Problem description
Filter the listing below and copy out every line that contains the word "tightly".

Data supplied

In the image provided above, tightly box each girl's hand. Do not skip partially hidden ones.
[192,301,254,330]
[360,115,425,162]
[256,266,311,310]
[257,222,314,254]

Complete output
In the image provided above, tightly box each girl's hand. Do not skip partially hidden ones.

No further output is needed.